EXCERPT PROVIDED:
How are Chinese platforms like Shein actually affecting the European economy and consumer behavior?

The Chinese “commercial soft power,” embodied by Shein as well as other platforms, operates as a subtle but shaping tool of influence. It is changing the economic landscape in Europe, reshaping consumer habits, and challenging the traditional competitive balance. Yet it faces growing resistance, regulatory challenges, and issues related to sustainability, economic fairness, and industrial sovereignty.

What is at stake here is not merely a commercial battle, but a reconfiguration of the economic, cultural, and structural relations between China and Europe, mediated through consumption.

Do the achievements of platforms such as Shein or Temu have consequences that extend beyond simple commercial activity?

There is also an indirect geopolitical aspect: although Shein and Temu are not “state tools” in the traditional sense, their success, market influence, and deep presence in Europe provide China with a subtle, structural form of influence rooted in everyday consumer life. This is not cultural soft power (films, media) nor military hard power, but a potentially enduring form of “economic soft power.”

RECORD EXCERPTS:
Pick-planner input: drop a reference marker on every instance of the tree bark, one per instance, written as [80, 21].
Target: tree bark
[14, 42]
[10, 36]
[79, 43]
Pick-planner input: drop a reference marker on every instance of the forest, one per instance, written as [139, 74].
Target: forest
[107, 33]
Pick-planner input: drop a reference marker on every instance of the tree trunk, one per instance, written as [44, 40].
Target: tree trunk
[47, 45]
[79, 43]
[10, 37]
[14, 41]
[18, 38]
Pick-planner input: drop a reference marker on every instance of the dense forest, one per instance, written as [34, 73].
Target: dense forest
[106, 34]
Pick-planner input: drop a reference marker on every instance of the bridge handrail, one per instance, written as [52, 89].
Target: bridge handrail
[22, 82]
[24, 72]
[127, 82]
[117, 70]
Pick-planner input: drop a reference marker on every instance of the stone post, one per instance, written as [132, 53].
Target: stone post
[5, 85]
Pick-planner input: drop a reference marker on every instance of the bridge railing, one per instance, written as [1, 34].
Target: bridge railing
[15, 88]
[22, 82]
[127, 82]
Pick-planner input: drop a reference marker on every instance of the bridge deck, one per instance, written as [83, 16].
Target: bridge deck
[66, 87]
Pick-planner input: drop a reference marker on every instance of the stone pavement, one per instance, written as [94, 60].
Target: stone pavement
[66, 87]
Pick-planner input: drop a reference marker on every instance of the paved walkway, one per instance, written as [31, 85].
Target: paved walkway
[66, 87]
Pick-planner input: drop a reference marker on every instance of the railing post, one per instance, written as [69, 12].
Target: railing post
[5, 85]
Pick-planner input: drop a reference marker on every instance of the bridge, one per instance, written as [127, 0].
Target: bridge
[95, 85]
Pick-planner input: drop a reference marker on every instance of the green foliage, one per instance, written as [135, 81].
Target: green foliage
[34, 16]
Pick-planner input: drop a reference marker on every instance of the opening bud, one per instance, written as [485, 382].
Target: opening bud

YOUR INSTRUCTIONS:
Translate this sentence from the text on Chinese shopping platforms in Europe into Spanish: "What is at stake here is not merely a commercial battle, but a reconfiguration of the economic, cultural, and structural relations between China and Europe, mediated through consumption."

OUTPUT OF THE EXERCISE:
Lo que está en juego aquí no es simplemente una batalla comercial, sino una reconfiguración de las relaciones económicas, culturales y estructurales entre China y Europa, mediada por el consumo.